--- DATA FOR REVIEW Enclosed Below ---
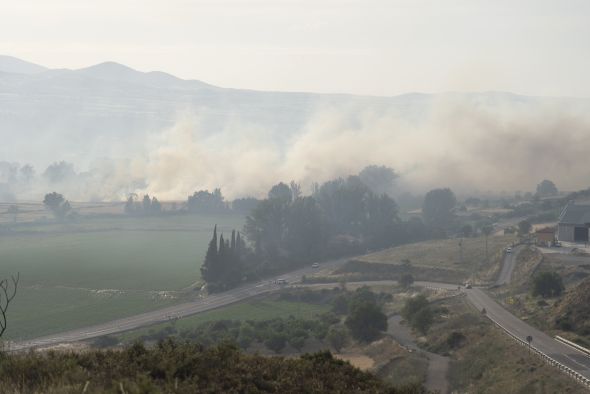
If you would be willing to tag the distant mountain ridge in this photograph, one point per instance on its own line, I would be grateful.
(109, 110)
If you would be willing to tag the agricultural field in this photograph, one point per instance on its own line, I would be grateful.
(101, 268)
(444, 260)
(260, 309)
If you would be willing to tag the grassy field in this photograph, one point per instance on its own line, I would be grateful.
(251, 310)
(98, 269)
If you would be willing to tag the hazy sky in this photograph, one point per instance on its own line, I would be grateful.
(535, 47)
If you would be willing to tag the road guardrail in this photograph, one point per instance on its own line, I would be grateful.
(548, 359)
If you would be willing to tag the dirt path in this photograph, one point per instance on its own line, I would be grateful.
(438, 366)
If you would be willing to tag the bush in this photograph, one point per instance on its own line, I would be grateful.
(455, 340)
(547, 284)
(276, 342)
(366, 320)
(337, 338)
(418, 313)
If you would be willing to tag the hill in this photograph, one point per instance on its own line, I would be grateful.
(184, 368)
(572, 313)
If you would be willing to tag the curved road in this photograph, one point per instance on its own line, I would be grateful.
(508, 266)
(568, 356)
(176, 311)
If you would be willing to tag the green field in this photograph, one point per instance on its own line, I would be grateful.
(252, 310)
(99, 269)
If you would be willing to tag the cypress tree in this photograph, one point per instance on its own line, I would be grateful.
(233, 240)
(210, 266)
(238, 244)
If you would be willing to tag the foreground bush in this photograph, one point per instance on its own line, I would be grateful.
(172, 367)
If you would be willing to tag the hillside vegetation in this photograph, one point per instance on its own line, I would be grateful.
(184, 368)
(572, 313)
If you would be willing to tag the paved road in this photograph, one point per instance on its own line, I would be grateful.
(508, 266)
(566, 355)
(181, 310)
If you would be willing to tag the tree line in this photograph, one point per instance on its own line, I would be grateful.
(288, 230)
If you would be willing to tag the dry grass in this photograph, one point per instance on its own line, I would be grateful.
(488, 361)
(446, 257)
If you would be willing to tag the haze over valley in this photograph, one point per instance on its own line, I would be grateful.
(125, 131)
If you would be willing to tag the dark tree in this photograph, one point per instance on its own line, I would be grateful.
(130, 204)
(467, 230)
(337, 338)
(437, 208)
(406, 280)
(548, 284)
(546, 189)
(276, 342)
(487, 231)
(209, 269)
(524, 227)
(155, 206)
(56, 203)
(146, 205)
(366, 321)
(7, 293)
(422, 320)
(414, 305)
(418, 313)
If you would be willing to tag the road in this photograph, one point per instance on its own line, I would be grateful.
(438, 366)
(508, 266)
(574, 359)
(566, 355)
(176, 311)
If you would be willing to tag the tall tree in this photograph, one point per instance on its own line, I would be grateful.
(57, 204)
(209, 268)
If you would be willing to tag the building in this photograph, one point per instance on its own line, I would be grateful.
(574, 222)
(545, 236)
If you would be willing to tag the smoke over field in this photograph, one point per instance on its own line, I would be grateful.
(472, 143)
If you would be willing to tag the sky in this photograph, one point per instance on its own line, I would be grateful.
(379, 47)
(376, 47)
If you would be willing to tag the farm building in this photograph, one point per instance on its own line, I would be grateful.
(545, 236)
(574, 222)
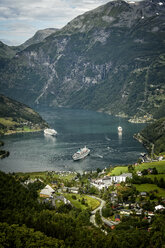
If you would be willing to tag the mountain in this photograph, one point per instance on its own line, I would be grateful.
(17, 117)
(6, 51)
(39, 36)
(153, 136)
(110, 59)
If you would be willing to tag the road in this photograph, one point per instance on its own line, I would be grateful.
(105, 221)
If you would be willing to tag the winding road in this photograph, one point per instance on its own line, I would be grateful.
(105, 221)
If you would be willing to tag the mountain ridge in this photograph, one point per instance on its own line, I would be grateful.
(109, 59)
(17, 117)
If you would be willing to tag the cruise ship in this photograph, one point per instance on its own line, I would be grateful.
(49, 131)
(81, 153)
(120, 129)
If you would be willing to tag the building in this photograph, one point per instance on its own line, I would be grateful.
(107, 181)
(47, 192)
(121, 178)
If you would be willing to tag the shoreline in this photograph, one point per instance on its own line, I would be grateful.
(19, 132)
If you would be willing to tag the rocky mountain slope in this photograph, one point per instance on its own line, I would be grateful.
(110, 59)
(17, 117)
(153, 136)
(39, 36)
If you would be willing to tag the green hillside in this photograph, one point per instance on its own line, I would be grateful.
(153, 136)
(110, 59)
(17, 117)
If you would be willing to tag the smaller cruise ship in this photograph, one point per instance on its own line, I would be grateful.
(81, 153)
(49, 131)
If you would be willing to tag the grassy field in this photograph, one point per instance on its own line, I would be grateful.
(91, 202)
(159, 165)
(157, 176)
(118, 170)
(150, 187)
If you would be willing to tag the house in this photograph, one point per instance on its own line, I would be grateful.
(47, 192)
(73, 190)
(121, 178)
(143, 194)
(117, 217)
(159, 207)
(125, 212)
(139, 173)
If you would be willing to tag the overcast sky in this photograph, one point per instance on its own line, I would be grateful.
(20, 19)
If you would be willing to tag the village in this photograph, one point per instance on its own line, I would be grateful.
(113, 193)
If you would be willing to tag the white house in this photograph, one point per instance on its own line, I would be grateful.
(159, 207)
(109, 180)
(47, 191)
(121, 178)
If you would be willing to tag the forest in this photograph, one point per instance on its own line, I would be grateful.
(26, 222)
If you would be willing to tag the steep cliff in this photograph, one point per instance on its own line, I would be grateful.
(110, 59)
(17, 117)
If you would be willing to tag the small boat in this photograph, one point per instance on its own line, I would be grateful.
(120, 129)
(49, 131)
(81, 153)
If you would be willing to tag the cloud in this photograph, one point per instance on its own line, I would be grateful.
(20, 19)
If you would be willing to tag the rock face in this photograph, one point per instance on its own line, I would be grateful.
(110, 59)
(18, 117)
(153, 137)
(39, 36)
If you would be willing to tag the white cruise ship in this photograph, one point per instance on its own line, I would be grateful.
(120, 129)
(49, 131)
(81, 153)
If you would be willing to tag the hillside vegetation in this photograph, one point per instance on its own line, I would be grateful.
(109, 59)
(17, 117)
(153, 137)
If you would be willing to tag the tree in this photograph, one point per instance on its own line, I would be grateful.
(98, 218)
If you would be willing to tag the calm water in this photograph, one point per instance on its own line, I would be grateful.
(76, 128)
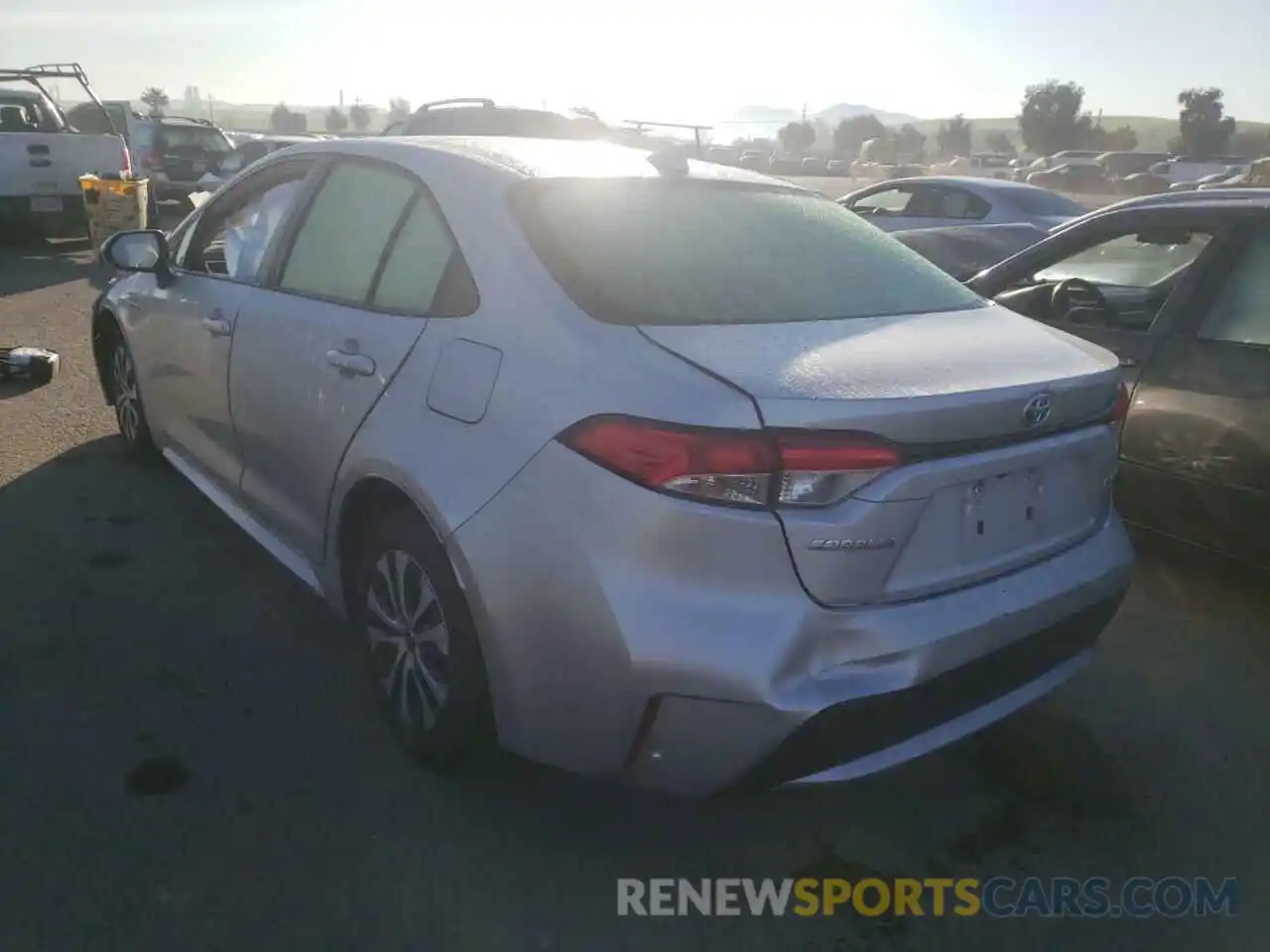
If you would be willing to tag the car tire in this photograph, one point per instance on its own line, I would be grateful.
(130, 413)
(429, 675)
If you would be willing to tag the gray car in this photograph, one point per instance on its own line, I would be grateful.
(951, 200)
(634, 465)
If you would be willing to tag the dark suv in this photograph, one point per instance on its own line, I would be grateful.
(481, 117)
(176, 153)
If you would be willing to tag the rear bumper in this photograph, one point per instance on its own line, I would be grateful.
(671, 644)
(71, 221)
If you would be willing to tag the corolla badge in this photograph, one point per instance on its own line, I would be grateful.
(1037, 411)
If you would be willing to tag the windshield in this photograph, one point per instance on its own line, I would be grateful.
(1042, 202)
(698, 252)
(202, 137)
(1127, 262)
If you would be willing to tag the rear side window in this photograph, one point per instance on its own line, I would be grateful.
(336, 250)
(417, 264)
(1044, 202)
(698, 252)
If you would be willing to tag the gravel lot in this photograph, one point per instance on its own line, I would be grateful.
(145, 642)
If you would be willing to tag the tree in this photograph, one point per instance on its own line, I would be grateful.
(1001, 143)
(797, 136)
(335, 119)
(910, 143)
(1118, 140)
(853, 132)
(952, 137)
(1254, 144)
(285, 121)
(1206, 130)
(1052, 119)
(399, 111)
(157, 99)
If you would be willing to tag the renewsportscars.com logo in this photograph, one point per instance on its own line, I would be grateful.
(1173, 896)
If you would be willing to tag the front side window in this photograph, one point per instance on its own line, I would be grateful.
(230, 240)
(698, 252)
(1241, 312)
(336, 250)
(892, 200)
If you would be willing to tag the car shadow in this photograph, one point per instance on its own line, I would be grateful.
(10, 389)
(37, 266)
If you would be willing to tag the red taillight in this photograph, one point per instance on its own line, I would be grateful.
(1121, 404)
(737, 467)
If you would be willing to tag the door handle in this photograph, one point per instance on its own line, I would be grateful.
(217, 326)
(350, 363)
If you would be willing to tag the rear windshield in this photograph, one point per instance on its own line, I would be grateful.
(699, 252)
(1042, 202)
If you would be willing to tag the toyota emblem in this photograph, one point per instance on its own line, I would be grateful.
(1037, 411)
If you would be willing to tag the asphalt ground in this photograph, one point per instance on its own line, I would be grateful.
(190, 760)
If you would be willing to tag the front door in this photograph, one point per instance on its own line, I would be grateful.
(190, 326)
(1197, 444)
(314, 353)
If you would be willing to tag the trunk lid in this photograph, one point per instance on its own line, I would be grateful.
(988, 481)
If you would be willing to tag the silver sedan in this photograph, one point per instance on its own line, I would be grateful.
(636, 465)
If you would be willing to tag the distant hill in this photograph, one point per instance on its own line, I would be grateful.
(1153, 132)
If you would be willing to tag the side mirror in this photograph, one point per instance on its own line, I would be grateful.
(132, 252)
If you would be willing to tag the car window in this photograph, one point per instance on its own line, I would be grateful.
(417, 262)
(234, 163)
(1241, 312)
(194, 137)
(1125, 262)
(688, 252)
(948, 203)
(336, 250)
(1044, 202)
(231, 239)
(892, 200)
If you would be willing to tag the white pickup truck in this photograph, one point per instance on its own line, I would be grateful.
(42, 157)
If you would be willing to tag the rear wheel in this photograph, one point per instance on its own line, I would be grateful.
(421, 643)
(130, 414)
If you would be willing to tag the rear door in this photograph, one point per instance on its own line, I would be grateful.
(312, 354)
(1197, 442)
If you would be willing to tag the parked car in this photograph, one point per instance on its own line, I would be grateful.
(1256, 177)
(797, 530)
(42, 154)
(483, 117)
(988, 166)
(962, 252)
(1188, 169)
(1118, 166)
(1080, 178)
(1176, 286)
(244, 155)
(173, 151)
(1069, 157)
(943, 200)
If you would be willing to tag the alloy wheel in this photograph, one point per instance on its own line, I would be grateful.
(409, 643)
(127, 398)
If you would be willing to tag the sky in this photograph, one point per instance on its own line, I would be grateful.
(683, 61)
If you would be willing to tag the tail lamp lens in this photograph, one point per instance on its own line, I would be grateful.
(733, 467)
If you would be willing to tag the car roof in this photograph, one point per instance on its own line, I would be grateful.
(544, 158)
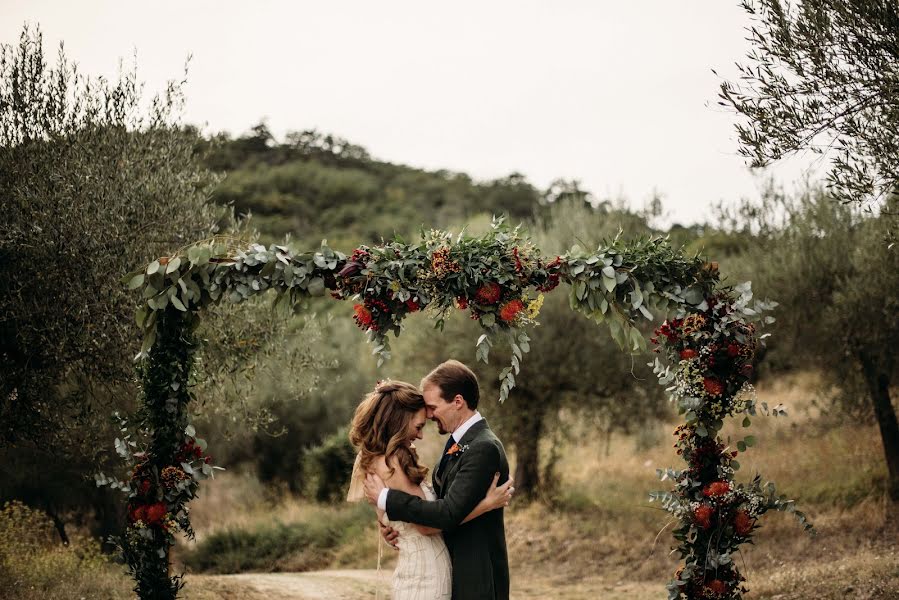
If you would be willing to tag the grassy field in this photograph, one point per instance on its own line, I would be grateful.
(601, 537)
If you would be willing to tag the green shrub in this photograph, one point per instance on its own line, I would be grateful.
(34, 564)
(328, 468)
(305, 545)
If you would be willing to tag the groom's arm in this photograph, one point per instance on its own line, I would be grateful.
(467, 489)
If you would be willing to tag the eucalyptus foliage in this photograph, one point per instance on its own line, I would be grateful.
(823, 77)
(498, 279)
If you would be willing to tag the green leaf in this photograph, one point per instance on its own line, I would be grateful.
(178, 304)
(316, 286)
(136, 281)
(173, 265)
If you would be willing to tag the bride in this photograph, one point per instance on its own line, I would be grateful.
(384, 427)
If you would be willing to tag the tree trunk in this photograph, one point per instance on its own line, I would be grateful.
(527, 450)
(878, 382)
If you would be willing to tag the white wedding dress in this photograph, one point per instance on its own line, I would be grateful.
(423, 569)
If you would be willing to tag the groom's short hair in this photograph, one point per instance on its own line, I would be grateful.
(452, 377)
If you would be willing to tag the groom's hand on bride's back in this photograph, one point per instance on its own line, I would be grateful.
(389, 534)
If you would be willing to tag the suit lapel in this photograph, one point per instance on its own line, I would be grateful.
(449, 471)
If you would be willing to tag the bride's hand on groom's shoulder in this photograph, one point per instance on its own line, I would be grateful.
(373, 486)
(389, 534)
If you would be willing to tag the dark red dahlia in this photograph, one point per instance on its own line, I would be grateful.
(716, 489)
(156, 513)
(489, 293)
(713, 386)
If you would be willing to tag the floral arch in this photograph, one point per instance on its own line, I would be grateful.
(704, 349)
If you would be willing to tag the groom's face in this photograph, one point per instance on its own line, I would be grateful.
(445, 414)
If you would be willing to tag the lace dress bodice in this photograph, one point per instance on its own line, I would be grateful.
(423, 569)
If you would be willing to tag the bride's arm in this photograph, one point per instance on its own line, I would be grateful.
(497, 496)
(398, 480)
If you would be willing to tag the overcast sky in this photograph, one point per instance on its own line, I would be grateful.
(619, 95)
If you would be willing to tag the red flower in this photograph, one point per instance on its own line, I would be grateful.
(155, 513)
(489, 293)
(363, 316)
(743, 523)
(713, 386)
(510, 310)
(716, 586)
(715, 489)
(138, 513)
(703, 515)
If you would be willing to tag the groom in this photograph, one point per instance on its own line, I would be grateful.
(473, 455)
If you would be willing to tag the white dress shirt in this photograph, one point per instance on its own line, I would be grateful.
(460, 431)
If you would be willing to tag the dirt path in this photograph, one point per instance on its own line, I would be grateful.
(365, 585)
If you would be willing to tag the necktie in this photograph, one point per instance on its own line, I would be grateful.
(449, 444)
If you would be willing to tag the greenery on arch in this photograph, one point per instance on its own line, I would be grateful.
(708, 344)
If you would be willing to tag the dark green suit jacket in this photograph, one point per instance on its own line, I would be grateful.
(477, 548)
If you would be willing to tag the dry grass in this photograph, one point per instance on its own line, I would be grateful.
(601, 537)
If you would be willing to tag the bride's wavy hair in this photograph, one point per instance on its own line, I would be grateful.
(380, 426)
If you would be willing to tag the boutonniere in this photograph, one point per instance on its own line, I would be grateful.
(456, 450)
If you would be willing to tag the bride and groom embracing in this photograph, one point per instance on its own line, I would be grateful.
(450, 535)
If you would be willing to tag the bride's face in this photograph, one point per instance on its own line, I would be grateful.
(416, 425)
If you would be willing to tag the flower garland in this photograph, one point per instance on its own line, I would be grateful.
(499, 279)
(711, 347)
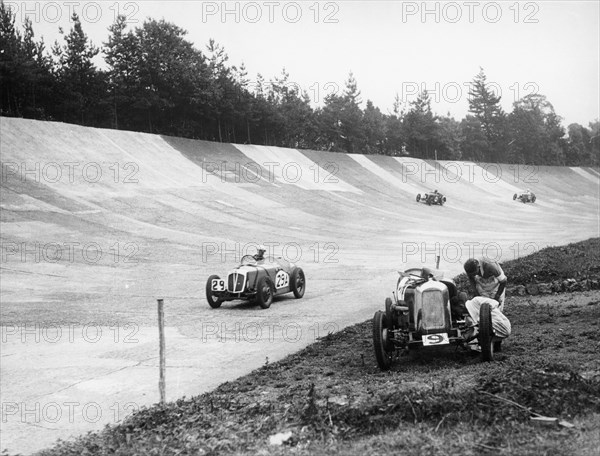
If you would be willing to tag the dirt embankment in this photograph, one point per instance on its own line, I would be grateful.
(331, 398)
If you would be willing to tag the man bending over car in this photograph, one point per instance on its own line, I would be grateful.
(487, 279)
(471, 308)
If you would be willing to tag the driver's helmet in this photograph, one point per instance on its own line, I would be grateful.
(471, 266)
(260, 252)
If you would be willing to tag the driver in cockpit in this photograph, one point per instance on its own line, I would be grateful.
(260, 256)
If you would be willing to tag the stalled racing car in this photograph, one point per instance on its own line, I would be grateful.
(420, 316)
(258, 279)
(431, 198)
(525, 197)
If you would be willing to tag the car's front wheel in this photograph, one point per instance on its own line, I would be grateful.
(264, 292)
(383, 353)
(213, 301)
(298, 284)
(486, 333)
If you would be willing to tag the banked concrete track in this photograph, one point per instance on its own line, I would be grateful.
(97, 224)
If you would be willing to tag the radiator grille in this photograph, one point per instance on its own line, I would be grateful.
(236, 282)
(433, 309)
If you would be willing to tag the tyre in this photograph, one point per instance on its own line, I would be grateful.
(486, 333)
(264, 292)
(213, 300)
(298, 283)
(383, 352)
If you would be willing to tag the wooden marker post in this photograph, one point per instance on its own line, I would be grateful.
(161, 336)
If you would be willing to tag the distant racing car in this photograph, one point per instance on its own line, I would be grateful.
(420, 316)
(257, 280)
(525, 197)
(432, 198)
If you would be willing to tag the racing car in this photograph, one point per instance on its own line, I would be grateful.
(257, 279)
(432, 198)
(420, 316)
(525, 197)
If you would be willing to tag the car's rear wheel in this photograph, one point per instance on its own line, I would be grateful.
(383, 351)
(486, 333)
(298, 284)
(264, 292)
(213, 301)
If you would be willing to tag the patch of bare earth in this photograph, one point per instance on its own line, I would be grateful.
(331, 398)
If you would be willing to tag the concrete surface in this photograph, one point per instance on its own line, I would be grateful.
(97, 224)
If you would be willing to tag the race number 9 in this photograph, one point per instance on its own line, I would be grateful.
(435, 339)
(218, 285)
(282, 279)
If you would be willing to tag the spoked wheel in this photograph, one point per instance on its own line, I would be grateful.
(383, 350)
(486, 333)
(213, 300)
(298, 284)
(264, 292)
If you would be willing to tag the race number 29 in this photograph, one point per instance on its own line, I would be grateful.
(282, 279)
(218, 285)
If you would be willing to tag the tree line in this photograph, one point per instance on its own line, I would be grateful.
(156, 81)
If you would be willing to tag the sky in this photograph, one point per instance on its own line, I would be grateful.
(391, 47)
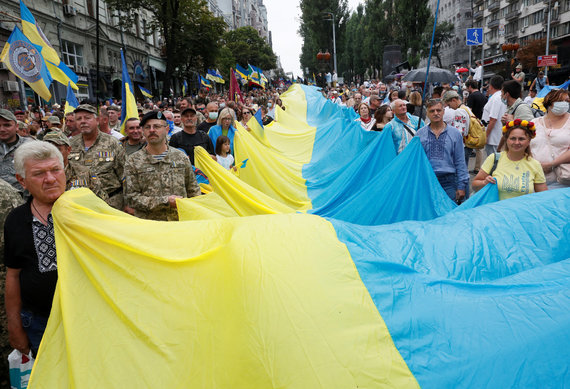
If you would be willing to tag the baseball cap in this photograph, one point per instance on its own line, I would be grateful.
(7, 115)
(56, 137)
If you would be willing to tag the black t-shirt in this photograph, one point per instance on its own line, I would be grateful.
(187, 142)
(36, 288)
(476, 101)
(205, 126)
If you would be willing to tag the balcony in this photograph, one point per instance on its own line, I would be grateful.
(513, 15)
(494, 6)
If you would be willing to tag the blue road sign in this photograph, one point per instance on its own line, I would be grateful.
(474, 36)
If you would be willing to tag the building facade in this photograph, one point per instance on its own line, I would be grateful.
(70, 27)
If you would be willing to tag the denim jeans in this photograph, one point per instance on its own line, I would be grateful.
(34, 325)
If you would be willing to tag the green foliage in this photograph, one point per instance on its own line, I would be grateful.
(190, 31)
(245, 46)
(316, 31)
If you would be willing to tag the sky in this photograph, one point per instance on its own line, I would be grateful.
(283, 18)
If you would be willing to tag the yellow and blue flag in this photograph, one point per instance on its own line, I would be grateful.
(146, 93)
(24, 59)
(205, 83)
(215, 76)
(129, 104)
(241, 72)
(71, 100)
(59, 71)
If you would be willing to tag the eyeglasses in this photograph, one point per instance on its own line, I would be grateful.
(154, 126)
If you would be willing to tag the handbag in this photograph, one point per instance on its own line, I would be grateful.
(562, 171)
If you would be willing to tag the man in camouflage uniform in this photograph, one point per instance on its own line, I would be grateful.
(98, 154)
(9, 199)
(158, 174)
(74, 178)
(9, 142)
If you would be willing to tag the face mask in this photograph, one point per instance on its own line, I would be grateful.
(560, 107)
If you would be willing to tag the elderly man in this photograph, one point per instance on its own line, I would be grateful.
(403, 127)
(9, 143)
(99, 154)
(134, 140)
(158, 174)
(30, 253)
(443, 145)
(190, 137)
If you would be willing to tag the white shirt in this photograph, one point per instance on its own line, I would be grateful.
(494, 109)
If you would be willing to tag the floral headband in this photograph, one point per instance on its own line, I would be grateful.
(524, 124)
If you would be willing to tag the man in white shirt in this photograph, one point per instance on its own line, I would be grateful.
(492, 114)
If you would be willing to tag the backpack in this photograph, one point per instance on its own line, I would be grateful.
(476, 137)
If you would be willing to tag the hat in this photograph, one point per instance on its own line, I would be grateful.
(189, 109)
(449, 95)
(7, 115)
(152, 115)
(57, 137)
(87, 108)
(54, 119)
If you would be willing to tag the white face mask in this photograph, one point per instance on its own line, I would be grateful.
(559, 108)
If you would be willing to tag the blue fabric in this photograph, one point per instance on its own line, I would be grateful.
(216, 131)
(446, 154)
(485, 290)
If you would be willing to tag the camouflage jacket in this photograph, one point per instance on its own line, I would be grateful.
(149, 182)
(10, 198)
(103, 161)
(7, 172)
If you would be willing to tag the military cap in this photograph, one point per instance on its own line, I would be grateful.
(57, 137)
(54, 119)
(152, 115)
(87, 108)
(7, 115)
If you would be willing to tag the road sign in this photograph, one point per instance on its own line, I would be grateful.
--- End of Enclosed DATA FOR REVIEW ---
__DIRECTIONS FOR THIS TASK__
The answer is a portion of the data. Write out exactly the line with "If you would be willing to tag the military" and all lines after it.

__OUTPUT__
If you would be willing to tag the military cap in this photograph, one point per instance on its own line, I would be grateful.
(57, 137)
(54, 119)
(152, 115)
(87, 108)
(7, 115)
If you would be willing to tag the road sign in this photograph, one point per instance on its own line, I would be grateful.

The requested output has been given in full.